Start PROVIDED RECORDS
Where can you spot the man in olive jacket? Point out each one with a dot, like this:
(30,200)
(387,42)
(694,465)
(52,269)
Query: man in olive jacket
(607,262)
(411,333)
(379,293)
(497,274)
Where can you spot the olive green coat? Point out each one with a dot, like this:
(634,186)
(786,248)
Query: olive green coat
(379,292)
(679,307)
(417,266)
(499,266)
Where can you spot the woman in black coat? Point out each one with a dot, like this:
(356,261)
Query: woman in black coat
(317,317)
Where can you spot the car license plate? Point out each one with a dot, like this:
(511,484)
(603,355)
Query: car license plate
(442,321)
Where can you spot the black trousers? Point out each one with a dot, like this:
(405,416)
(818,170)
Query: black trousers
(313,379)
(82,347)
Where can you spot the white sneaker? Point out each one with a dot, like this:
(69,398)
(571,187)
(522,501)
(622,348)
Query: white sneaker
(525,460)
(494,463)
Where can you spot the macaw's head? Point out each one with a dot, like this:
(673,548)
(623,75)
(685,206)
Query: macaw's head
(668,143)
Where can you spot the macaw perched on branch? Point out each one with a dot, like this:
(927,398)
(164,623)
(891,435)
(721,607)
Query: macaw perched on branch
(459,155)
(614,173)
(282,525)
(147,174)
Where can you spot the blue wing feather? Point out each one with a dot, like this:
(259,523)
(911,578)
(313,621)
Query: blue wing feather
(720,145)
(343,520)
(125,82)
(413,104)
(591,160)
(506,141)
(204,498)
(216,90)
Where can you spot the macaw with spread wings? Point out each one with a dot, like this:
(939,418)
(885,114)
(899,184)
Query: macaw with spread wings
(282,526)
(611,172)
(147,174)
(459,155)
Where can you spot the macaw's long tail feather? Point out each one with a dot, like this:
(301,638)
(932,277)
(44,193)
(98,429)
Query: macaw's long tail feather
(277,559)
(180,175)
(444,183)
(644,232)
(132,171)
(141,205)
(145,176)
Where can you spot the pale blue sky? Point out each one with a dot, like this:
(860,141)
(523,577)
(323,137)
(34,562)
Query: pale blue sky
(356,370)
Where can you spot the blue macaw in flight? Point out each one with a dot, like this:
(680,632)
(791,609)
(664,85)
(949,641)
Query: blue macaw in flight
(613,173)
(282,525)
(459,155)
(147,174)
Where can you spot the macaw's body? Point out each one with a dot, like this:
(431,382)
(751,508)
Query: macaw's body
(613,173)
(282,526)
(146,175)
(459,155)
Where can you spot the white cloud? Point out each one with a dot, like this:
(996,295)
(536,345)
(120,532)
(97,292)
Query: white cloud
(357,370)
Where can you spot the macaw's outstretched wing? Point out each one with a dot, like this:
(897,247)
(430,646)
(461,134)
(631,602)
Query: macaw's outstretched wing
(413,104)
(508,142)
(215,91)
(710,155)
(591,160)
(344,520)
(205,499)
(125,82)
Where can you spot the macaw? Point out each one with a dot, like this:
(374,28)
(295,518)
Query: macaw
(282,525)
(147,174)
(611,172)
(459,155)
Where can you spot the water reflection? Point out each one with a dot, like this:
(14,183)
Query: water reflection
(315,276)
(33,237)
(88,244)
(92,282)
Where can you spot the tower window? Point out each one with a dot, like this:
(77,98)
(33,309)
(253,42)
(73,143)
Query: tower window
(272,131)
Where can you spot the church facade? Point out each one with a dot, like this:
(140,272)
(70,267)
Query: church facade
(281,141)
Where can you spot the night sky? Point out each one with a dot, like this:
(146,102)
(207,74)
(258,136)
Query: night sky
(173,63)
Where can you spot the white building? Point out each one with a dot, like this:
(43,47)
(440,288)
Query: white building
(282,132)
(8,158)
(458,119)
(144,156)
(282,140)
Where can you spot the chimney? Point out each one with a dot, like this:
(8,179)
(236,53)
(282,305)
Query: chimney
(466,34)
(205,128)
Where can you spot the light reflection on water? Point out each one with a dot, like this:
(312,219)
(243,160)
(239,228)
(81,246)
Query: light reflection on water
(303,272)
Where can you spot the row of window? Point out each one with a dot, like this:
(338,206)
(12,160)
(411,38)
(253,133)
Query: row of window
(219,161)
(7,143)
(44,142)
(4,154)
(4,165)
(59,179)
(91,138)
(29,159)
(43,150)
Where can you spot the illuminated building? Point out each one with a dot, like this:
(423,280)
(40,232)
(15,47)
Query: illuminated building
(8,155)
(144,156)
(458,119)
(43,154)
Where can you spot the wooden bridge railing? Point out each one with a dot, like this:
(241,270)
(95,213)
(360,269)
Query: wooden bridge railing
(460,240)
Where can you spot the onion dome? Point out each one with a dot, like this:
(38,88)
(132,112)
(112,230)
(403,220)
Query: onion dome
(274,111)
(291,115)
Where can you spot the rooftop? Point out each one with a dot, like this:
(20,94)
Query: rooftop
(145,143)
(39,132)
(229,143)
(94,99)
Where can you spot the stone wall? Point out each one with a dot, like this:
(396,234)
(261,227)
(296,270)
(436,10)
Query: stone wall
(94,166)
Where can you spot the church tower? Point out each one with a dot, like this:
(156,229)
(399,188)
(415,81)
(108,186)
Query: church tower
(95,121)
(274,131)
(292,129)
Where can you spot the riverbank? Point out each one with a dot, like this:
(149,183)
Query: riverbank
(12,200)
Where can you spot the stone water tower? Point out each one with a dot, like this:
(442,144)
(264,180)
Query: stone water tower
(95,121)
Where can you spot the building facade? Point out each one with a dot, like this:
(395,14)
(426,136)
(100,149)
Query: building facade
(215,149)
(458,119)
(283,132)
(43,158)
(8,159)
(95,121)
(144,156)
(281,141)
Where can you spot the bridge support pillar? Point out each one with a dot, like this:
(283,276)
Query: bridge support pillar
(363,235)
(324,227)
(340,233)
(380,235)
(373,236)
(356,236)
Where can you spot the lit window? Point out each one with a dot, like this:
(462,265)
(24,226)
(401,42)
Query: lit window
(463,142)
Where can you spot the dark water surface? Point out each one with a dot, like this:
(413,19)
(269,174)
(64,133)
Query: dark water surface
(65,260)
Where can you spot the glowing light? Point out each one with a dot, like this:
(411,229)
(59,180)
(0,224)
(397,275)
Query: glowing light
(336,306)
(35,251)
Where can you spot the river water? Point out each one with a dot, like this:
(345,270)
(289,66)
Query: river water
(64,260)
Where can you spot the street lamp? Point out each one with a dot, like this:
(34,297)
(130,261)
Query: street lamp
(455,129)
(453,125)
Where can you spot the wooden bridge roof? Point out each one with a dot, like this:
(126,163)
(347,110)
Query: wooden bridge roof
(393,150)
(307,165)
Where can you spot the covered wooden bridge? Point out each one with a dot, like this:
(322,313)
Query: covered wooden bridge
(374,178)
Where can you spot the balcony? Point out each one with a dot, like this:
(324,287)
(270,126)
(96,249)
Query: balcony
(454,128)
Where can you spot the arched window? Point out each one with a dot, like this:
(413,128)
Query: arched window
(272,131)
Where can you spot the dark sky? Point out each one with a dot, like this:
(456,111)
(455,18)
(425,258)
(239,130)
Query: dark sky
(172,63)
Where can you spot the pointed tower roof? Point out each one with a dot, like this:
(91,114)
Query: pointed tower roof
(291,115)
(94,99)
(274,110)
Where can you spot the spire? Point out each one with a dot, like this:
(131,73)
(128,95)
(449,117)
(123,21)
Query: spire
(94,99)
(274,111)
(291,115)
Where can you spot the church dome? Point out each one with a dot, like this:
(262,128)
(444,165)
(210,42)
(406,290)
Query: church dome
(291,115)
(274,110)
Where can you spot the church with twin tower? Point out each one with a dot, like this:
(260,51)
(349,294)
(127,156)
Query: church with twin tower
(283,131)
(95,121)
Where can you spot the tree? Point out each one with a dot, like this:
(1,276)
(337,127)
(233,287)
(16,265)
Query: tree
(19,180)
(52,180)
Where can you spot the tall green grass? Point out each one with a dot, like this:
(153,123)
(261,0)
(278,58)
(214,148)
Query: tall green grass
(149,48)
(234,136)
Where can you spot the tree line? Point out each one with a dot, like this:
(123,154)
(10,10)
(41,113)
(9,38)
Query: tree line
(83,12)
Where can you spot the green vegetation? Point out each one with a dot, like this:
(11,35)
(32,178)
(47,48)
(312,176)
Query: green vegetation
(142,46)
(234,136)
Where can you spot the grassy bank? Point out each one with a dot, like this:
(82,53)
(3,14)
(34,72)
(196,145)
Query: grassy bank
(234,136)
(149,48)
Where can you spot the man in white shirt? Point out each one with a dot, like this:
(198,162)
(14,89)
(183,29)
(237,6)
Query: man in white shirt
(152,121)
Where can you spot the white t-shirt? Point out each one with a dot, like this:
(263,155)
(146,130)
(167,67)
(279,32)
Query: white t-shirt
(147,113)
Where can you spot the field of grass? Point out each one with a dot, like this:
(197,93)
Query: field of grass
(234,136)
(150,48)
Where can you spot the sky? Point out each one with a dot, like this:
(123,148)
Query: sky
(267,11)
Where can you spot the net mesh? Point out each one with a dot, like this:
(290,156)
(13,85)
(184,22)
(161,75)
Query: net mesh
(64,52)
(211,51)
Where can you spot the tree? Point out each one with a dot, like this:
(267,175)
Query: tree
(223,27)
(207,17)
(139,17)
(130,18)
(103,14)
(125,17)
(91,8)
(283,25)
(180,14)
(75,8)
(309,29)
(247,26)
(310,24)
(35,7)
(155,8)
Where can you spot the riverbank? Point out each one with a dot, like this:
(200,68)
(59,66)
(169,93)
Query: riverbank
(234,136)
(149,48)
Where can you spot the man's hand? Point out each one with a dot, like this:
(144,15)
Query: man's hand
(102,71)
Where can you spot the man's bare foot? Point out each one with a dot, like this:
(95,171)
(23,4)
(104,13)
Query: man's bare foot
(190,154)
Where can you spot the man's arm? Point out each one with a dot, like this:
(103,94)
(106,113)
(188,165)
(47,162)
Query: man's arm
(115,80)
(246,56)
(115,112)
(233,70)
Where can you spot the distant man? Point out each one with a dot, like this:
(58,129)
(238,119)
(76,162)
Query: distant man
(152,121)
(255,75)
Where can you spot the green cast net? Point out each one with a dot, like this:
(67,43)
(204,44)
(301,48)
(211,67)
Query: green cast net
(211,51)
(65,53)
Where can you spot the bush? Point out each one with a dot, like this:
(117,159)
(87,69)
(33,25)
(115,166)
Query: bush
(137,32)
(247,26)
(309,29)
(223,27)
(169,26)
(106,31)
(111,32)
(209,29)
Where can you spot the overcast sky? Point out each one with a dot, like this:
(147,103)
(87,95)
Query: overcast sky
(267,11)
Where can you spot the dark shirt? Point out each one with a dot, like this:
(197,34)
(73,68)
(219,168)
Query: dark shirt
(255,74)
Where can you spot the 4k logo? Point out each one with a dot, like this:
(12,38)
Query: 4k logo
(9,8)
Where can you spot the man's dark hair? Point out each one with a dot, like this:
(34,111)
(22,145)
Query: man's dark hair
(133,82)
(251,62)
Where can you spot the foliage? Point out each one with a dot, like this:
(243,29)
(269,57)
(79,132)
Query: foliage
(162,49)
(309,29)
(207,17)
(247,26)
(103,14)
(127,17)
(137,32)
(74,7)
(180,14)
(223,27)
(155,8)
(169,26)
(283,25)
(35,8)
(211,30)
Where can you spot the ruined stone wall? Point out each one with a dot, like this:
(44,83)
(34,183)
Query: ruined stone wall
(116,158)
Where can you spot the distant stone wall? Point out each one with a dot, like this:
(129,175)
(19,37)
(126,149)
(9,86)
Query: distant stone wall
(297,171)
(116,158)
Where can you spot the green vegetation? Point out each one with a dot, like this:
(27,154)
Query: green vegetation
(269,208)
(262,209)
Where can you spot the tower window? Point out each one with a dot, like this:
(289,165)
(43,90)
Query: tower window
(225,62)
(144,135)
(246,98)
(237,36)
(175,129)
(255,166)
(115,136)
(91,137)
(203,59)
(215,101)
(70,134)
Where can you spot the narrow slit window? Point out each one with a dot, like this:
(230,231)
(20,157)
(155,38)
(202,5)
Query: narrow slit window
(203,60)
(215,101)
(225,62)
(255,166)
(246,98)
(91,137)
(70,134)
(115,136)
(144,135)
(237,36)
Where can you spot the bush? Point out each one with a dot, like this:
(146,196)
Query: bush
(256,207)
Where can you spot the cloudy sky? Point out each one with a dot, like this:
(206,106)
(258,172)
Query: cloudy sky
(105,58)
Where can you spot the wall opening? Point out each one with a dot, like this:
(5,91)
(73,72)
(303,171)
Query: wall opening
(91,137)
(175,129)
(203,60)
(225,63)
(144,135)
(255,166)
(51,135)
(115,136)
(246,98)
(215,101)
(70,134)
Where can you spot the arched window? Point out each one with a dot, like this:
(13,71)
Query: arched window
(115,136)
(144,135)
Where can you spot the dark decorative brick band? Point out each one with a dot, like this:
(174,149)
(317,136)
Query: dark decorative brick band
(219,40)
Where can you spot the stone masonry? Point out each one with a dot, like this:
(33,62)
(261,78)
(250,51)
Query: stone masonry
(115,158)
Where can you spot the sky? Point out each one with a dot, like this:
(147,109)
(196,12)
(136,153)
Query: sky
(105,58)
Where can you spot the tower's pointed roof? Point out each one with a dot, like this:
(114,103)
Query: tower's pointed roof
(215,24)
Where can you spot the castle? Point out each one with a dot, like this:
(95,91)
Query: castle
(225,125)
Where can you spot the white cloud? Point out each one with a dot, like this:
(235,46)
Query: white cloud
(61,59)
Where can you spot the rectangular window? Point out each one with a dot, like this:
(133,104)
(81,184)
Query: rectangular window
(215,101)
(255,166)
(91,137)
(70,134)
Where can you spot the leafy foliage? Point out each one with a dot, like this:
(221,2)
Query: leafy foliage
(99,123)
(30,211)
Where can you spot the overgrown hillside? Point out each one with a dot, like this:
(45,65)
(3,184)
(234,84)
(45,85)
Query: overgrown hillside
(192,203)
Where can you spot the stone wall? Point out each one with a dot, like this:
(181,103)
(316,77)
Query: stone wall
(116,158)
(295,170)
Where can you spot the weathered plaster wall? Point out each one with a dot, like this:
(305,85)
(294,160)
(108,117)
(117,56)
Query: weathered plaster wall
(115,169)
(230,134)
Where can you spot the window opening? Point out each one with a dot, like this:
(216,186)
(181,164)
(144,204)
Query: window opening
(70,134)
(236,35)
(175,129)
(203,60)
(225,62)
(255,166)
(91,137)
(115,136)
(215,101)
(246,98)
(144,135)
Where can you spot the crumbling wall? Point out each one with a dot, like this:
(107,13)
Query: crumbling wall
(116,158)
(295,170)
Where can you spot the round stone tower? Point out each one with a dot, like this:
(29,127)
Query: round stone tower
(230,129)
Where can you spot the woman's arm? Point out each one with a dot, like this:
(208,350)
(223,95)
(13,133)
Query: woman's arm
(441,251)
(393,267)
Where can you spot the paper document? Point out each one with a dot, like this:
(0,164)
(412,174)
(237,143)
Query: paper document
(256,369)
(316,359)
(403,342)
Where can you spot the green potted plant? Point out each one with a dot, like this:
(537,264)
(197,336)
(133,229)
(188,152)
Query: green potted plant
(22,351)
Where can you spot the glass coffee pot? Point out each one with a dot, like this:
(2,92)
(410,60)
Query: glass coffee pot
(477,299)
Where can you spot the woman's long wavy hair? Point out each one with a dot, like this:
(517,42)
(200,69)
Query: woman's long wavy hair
End PROVIDED RECORDS
* [WHAT THE EXERCISE ASKS]
Give again only the lines starting at the one that contains "Where can you spot the crumbling" and running to the end of the data.

* [OUTPUT]
Where can you spot the crumbling wall? Point out each one with a dot, like this:
(107,13)
Query: crumbling wall
(116,158)
(295,170)
Where can you spot the round stone tower? Point out each one with a dot, like this:
(29,127)
Query: round stone tower
(230,129)
Where can you spot the woman's arm? Point out each one with a dot, like this:
(208,350)
(223,95)
(13,133)
Query: woman's arm
(441,251)
(393,267)
Where can you spot the paper document? Point out each one with a dot, like this:
(0,164)
(412,174)
(237,143)
Query: paper document
(256,369)
(316,359)
(403,342)
Where can you spot the green potted plant? Point out each one with a dot, like this:
(537,264)
(197,336)
(133,229)
(188,152)
Query: green potted plant
(22,351)
Where can you spot the glass coffee pot? Point out each one with a dot, like this:
(2,92)
(410,60)
Query: glass coffee pot
(477,299)
Where can you spot the woman's long wavy hair? Point out each one with a dot, like this:
(517,42)
(200,69)
Query: woman's long wavy hair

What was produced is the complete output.